## Tu tarea
Reproduce sin cambios el pasaje del texto sobre la máquina de escribir que empieza en "Y así ha sido" y termina en "y extravagantes personajes.", ambos incluidos.

## Fragmento mostrado
447. La máquina de escribir ha resucitado

    El arranque de mi nuevo ordenador es silencioso como una serpiente y el sistema operativo se carga en un parpadeo. Bien. También sustituí el monitor por uno de alta definición. Bien de nuevo. Y ahora que he cambiado el teclado por uno cien por cien mecánico, mejor que bien, ya que puedo castigarlo a placer y sin contemplaciones. No como los de membrana, cuyas teclas no acababan de responder al ritmo febril de mis manos, o directamente dejaban de ir. No tenían durabilidad, hostia. 

    Mi sobrino púber asegura que mis nuevas adquisiciones me enterrarán, a no ser que las cortocircuite por accidente con vino o cerveza. No ha mencionado el agua porque sabe que su tío raro, el del blog, cuando escribe para beber o bebe para escribir, es con cerveza o vino. Aunque ahora mismo no estoy bebiendo nada, pero estoy devorando a dos carrillos una lata de mejillones picantes con mucho cuidado, no vaya a ser que el escabeche también tenga capacidad para cortocircuitar.

    En el nuevo ordenador y en el nuevo teclado hay luces. Si me quedo mirando las del ordenador largo rato después de un trasiego etílico irresponsable, al ser circulares y cambiantes en función de la velocidad giratoria de los ventiladores, acaban por parecerme la espiral de la eterna condena y entro en bucle. Y entre las del teclado, que son tantas como teclas, cuando la noche me sorprende escribiendo, la habitación parece una feria. Supongo que lo próximo a sustituir será la silla, por otra que me permita escribir tantas horas como necesite sin que mi cuerpo cincuentenario se resienta.

    En fin, yo sé que todo esto os importa tanto un testículo como un ovario. La razón de esta entrada es para comentaros que algo insospechado ha ocurrido en la blogosfera y se ha extendido hasta sus confines. Allí donde los primeros, y ahora los más viejos del lugar, vaticinaron que un día la máquina de escribir se pararía para siempre y dejarían de contarse buenas historias por la red. 

    Y así ha sido durante un largo tiempo. Muchas bitácoras desaparecieron y otras tantas murieron por desuso, hasta el punto de que la blogosfera se convirtió en un desierto en el que, salvo cuatro y el que suscribe, no corría ni el estepicursor. Pero, ah, hostia y joder, esa panda envejecida de vejigas incontinentes, no contaban con que un día llegarían nuevas mentes perturbadas, frescas e imaginativas, con poder para resucitar la moribunda máquina de escribir y dotarla de narraciones ocurrentes, conceptos estimulantes y extravagantes personajes.

    Suerte que esta resurrección no me ha cogido a contrapié, y poseo maquinaria dura y nueva para mantener el nivel de enfermedad y locura, que precisan estas nuevas fábulas sobre conspiraciones secretas, parajes oníricos y entes que despiertan en la oscuridad de nuestras casas cuando asoma la luna y nosotros dormimos.

## Material de partida
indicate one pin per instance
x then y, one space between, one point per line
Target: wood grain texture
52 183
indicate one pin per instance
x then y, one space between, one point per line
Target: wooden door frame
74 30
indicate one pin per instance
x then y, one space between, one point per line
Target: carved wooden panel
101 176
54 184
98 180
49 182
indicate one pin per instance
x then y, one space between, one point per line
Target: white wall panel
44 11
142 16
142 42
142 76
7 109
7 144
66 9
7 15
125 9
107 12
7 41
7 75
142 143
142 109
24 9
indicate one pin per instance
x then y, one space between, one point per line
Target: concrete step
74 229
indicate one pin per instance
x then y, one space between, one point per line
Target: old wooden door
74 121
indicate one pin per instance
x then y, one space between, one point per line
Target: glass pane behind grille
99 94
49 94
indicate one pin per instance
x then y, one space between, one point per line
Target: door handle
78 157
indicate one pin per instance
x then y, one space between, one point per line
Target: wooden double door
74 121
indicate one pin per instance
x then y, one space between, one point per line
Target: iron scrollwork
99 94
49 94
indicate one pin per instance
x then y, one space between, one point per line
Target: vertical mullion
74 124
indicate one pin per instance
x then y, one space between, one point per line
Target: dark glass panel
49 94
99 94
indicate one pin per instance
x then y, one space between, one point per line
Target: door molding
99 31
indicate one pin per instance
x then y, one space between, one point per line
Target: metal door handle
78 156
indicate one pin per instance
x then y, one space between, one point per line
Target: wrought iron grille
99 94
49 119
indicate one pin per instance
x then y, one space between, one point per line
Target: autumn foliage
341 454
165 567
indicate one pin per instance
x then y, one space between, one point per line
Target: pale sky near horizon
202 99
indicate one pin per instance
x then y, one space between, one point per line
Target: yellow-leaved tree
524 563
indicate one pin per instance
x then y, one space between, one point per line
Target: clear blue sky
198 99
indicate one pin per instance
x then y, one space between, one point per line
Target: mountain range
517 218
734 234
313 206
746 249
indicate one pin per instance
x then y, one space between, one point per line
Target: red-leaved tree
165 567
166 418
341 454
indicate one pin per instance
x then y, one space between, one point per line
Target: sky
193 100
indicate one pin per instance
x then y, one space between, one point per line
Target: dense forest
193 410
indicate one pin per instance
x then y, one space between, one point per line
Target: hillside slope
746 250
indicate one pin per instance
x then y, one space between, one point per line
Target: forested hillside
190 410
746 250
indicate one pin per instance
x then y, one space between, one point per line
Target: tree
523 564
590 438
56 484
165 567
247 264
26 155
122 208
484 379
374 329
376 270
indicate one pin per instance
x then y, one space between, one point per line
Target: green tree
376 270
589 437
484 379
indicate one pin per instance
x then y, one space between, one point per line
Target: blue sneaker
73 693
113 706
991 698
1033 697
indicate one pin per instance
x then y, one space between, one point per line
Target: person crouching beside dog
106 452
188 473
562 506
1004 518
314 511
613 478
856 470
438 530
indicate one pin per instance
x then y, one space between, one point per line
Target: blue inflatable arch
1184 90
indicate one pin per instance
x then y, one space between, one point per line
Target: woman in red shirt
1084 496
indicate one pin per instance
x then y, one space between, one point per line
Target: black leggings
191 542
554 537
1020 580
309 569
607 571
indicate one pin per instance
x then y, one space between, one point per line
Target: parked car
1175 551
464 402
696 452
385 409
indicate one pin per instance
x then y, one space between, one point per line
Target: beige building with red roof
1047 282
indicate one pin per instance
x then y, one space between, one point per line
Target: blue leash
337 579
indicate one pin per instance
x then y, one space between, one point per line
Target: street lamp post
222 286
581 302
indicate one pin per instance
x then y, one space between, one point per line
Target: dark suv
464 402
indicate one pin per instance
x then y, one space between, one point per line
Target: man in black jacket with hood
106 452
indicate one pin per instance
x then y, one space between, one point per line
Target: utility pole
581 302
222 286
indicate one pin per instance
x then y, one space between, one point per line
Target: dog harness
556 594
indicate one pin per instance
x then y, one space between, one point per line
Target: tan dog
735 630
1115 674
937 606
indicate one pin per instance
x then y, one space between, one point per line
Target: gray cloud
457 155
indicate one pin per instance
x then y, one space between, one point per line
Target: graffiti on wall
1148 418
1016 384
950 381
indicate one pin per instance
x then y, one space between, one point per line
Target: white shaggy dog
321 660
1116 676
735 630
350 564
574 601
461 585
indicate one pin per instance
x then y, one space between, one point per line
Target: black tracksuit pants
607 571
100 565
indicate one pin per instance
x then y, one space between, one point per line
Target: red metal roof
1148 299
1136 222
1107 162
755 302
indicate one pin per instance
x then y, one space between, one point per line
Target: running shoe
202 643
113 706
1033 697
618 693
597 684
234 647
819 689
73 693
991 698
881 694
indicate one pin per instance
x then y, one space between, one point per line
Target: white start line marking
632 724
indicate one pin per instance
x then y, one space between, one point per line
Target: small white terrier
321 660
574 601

## La respuesta
Y así ha sido durante un largo tiempo. Muchas bitácoras desaparecieron y otras tantas murieron por desuso, hasta el punto de que la blogosfera se convirtió en un desierto en el que, salvo cuatro y el que suscribe, no corría ni el estepicursor. Pero, ah, hostia y joder, esa panda envejecida de vejigas incontinentes, no contaban con que un día llegarían nuevas mentes perturbadas, frescas e imaginativas, con poder para resucitar la moribunda máquina de escribir y dotarla de narraciones ocurrentes, conceptos estimulantes y extravagantes personajes.